* How to complete this task
Among the entries below, one line contains "Put a point on every instance of the stacked" and another contains "Target: dark trousers". Transcribe those two lines and every line between them, exactly.

* Recorded data
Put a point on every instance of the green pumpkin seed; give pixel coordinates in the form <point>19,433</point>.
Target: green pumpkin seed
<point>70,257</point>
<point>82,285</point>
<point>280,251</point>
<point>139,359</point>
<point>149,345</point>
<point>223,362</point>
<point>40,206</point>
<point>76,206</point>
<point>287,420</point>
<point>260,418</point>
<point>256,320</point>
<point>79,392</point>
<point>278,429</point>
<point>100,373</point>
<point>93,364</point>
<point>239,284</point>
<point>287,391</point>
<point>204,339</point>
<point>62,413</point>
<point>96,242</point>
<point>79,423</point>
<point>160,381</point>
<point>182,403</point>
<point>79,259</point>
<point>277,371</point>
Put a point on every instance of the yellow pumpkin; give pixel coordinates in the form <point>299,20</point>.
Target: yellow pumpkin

--

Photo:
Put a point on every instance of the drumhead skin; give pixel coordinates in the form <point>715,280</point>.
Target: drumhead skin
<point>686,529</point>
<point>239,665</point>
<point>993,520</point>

---

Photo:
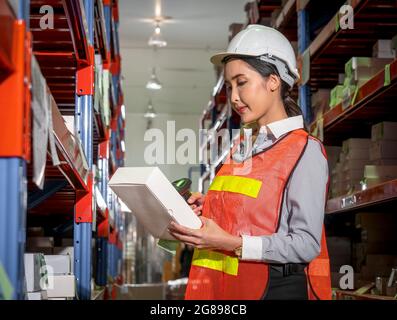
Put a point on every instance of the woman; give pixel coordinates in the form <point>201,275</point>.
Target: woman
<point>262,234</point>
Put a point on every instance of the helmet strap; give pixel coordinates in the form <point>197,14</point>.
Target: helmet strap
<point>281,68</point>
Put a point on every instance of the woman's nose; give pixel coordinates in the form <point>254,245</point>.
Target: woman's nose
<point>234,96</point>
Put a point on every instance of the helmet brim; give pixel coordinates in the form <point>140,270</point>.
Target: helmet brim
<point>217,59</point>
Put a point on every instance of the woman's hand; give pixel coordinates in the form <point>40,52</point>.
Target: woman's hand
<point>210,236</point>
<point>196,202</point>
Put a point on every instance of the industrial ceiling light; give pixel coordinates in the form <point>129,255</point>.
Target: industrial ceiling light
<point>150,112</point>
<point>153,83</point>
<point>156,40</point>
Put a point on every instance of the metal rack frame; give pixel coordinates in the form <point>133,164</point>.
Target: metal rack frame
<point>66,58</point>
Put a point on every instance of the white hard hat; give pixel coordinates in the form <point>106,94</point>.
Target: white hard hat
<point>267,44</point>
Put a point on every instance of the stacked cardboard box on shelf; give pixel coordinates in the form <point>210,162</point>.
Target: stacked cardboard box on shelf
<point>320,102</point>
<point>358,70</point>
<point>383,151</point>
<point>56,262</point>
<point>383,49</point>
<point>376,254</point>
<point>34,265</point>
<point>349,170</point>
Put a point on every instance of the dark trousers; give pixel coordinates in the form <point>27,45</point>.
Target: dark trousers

* Exercise solution
Put a point on every instance of the stacked cardboard box on shelf; give pixel coordinates in the form <point>210,162</point>.
Target: stacked cardboard box on shelf
<point>320,102</point>
<point>358,70</point>
<point>383,151</point>
<point>56,262</point>
<point>383,49</point>
<point>376,254</point>
<point>34,265</point>
<point>349,170</point>
Put a point on every instance of the dark trousers; give pixel coordinates in the form <point>27,45</point>.
Target: dark trousers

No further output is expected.